**Given request:**
Begin at the line that has "Target: forest floor" and stop after the last of the entries. Write those lines again with "forest floor" replaced by "woodland ground" and nothing else changed.

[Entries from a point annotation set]
## START

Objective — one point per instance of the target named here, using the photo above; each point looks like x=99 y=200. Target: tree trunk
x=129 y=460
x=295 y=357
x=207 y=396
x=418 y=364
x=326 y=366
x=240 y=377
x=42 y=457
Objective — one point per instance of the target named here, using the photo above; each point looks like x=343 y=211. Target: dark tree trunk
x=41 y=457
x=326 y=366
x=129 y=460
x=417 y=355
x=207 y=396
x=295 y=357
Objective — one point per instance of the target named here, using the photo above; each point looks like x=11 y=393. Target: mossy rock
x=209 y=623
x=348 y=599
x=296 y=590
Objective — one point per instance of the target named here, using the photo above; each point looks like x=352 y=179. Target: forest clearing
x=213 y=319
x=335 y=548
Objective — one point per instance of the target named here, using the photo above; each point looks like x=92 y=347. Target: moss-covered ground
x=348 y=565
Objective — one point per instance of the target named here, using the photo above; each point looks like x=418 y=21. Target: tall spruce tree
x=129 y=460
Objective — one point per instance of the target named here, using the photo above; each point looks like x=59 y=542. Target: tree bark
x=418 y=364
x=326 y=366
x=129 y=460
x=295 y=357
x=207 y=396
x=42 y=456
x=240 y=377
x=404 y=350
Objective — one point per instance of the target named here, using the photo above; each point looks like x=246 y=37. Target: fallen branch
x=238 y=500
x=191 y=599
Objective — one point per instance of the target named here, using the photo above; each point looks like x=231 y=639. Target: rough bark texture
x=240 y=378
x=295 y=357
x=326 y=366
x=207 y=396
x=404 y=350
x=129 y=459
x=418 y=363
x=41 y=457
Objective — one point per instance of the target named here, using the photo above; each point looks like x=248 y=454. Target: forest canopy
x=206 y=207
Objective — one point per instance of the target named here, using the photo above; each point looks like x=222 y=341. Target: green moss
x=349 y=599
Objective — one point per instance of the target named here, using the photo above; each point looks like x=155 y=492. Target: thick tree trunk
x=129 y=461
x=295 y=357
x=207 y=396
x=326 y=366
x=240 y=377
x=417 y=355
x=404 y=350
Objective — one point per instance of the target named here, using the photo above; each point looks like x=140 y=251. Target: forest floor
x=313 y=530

## END

**Solution:**
Objective — one point per instance of the target named here, using the photo above; each point looks like x=140 y=251. Target: woodland ground
x=313 y=530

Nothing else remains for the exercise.